─── Material provided ───
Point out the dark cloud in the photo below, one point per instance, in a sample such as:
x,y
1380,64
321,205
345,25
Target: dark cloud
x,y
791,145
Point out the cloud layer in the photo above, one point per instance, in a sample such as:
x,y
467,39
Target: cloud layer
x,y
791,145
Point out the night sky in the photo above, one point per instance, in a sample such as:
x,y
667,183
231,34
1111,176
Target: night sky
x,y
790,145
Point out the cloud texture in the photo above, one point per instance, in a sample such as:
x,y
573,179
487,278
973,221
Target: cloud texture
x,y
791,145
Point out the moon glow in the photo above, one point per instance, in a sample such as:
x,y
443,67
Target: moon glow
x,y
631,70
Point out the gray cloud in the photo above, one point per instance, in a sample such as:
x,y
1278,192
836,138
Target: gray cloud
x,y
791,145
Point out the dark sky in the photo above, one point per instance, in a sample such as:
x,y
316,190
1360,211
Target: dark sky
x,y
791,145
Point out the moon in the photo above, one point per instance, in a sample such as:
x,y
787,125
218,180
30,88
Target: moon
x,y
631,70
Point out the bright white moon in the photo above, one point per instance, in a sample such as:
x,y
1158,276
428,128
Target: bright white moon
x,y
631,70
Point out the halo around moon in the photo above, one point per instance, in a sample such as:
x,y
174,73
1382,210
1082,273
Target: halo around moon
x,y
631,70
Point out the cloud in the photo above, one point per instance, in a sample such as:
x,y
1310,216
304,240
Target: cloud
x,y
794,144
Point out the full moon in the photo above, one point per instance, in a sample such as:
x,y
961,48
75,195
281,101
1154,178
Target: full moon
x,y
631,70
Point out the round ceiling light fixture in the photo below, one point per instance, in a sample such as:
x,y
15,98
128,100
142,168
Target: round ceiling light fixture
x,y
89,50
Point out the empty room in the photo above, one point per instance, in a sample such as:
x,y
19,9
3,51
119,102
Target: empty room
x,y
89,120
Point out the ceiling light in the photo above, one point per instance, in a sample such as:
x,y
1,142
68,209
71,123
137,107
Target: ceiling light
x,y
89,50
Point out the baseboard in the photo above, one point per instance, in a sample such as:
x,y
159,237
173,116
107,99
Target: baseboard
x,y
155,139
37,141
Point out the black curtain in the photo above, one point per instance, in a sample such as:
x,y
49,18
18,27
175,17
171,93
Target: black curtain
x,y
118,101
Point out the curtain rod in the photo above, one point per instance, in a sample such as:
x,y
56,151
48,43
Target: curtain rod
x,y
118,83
───
Given request =
Reproduce the listing above, swapping every occurrence of "sample" for "format" and leaving all other text untouched.

Response =
Point out the dark cloud in the photo below, one point per instance, in a format such as:
x,y
1380,64
321,205
345,25
Target: dark cloud
x,y
791,145
Point out the cloud layer in the photo above, one point per instance, in a format such as:
x,y
467,39
Target: cloud layer
x,y
791,145
Point out the night sky in the photo above, one point per instance, in a format such as:
x,y
667,183
231,34
1111,176
Target: night sky
x,y
790,145
Point out the cloud texture in the photo above, one point per instance, in a format such as:
x,y
573,179
487,278
973,221
Target: cloud texture
x,y
791,145
Point out the moon glow in the photo above, one point per instance, in a format such as:
x,y
443,67
Target: moon glow
x,y
631,70
Point out the gray cloud in the photo above, one point per instance, in a format such as:
x,y
1278,192
836,138
Target: gray cloud
x,y
791,145
Point out the dark sky in the photo above, one point per instance, in a format such as:
x,y
316,190
1360,211
Target: dark sky
x,y
791,145
Point out the moon in the photo above, one point per instance, in a format such as:
x,y
787,125
218,180
30,88
Target: moon
x,y
631,70
Point out the bright white moon in the photo above, one point per instance, in a format such as:
x,y
1158,276
428,128
Target: bright white moon
x,y
631,70
Point out the halo around moon in the photo above, one point per instance, in a format such as:
x,y
174,73
1382,210
1082,273
Target: halo around moon
x,y
631,70
Point out the cloud in the photo above, one point per instance, in a format such as:
x,y
1310,216
304,240
Target: cloud
x,y
794,144
Point out the full moon in the photo above, one point per instance, in a format such as:
x,y
961,48
75,195
281,101
1154,178
Target: full moon
x,y
631,70
Point out the round ceiling light fixture in the photo below, one point per instance, in a format such as:
x,y
15,98
128,100
142,168
Target: round ceiling light fixture
x,y
89,50
Point out the empty room in the photo above, one point per instance, in a format such as:
x,y
19,9
3,51
119,102
Target: empty room
x,y
89,120
Point out the ceiling light in the photo above, one point per instance, in a format such as:
x,y
1,142
68,209
71,123
137,107
Target: ceiling light
x,y
89,50
Point out the baseboard in the photo above, one point per instance, in a format such as:
x,y
159,237
173,116
107,99
Target: baseboard
x,y
155,139
37,141
Point out the black curtain in the photo above, one point per instance, in a format such as:
x,y
49,18
18,27
175,17
171,93
Target: black curtain
x,y
118,101
Point out the curtain rod in the photo above, one point per instance, in a format such as:
x,y
56,151
48,43
Target: curtain rod
x,y
118,83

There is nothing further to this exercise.